- **Objectif visé**
Poursuivez l'entretien sur le challenge infectieux contre le Covid-19 en reprenant juste après sa dernière réplique.

- **Texte support**
%%

LE QUOTIDIEN : Quel regard portez-vous sur le challenge infectieux britannique ?
BRYN WILLIAMS-JONES : C’est une initiative problématique du point de vue de l'éthique de la recherche. Les essais cliniques sont encadrés par des normes internationales, précisées dans la déclaration d'Helsinki de 1964, qui complète le Code de Nuremberg de 1947. Les principes de base exigent que le consentement des participants à la recherche clinique soit libre et éclairé et qu'un comité d'éthique se prononce sur la balance entre, d'un côté, les bénéfices attendus pour les personnes et la recherche et de l'autre, les risques encourus.
Le challenge infectieux bafoue ces deux principes. D'abord, cette expérimentation met intentionnellement en danger les participants en les infectant volontairement. Or, il n'existe pas de traitements réellement efficaces contre le Covid-19 et l'on ne sait pas qui développera une forme grave du Covid ou aura des séquelles. En outre, on ne peut pas dire qu'il n'existe aucune autre piste vaccinale : une centaine d'essais contre le Covid-19 sont en cours selon les procédures classiques, certes accélérées, une quarantaine sont en phase 2 ou 3 et trois vaccins sont presque sur le marché.
Un challenge infectieux pourrait se justifier dans des cas extrêmes, en l'absence de toute alternative, comme cela a pu l'être au début de l'épidémie de sida. Mais nous ne sommes pas dans ce contexte.
En quoi le consentement des volontaires au challenge n'est pas libre et éclairé ?
Nos connaissances sur le coronavirus restent lacunaires. Les jeunes en particulier sont mal informés et considèrent que l'épidémie ne touche - à tort - que les plus âgés.
S'ajoute à cela l'incitation financière proposée par l'entreprise : comment le consentement peut-il être libre lorsque celle-ci est démesurée, ceci dans un contexte de crise économique où des milliers de personnes perdent leur emploi ?
Le non-respect du libre choix bafoue le principe éthique de dignité, puisque les personnes ne sont pas traitées comme des fins, mais seulement comme des moyens.
L'autre danger du challenge infectieux, et de la communication qui l'entoure, est de tromper sur la nature de la recherche en donnant l'impression que l'expérimentation donnera un résultat positif voire soignera. Or non, il y a méprise : dans la recherche, il n'y a pas de garantie sur l'efficacité des vaccins, le participant ne peut s'y engager avec l'espoir d'être soigné ou vacciné en premier. La recherche vise avant tout l'avancement des connaissances pour le bien commun.

%%

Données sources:
%%

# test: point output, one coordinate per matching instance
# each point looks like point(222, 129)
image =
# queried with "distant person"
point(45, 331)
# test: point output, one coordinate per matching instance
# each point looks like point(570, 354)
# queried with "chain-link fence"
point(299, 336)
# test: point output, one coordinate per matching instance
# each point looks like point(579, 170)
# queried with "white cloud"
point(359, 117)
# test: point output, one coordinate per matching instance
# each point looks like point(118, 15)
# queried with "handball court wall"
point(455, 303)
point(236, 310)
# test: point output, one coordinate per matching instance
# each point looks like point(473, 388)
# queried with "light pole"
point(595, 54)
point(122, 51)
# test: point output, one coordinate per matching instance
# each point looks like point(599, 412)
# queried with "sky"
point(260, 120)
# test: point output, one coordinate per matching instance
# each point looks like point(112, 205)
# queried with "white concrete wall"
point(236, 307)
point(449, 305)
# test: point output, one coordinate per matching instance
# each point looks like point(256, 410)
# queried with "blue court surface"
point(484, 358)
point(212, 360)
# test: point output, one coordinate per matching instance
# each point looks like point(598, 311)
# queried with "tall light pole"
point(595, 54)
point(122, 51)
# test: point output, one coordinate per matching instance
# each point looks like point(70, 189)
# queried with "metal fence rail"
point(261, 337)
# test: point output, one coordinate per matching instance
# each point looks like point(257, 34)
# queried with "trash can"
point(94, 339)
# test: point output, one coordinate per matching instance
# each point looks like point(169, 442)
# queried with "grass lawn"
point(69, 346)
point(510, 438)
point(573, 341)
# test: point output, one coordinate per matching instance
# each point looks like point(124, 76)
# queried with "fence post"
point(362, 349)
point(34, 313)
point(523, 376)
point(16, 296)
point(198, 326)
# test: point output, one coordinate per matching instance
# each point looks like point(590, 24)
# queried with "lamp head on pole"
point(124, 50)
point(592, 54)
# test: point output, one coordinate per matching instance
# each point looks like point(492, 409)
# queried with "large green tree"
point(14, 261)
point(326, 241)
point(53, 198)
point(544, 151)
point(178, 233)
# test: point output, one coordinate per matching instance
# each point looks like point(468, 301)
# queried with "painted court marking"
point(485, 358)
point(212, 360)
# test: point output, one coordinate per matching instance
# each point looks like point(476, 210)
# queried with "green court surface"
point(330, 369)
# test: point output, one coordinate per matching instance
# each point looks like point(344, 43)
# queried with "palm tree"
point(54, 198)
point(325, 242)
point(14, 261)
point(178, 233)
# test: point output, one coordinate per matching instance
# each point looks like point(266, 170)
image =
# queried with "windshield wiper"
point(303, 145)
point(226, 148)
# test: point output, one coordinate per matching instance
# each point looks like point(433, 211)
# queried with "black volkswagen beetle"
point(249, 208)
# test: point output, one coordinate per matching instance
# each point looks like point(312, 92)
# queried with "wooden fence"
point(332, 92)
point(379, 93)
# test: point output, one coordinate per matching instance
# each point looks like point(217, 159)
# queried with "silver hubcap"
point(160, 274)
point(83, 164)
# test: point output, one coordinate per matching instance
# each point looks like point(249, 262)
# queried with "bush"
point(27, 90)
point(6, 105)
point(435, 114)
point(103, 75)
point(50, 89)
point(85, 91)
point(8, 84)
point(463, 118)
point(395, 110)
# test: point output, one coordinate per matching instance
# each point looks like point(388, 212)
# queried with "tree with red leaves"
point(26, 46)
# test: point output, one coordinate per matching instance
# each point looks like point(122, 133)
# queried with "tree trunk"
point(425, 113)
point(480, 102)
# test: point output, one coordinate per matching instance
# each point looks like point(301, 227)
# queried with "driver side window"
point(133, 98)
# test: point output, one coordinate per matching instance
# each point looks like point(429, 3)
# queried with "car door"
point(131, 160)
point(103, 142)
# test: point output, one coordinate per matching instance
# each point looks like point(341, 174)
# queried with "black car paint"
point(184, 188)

%%

- **Réponse attendue**
Au-delà du challenge infectieux, avez-vous l'impression que les principes éthiques sont respectés dans la course aux vaccins à laquelle nous assistons ?
Globalement oui, même si de nombreux bioéthiciens questionnent la rapidité d'obtention des résultats. Néanmoins, l'ampleur de la pandémie peut justifier cette accélération, qui ne doit pas se faire au détriment de l'éthique. La rigueur des études, la transparence des résultats sont la condition sine qua non pour que les citoyens aient confiance dans le monde scientifique et dans les agences de régulation.
En revanche, il y a une contrepartie : il nous faudra redoubler de prudence dans la phase 4 de développement d'un vaccin, lors de la surveillance des effets secondaires en population réelle. Or, nos mécanismes de contrôle et de suivi ne sont pas suffisamment robustes, ou parfois délégués à l'industrie, en dépit des conflits d'intérêts… Il faudra aussi à distance prendre le temps de réévaluer toutes les données des agences. Une telle surveillance doit permettre d'identifier les risques dans des populations précises, mais aussi de prioriser des campagnes de vaccination.
L'arrivée des vaccins soulève enfin d'autres questions, notamment sur la répartition des doses dans nos pays mais aussi dans les pays en voie de développement.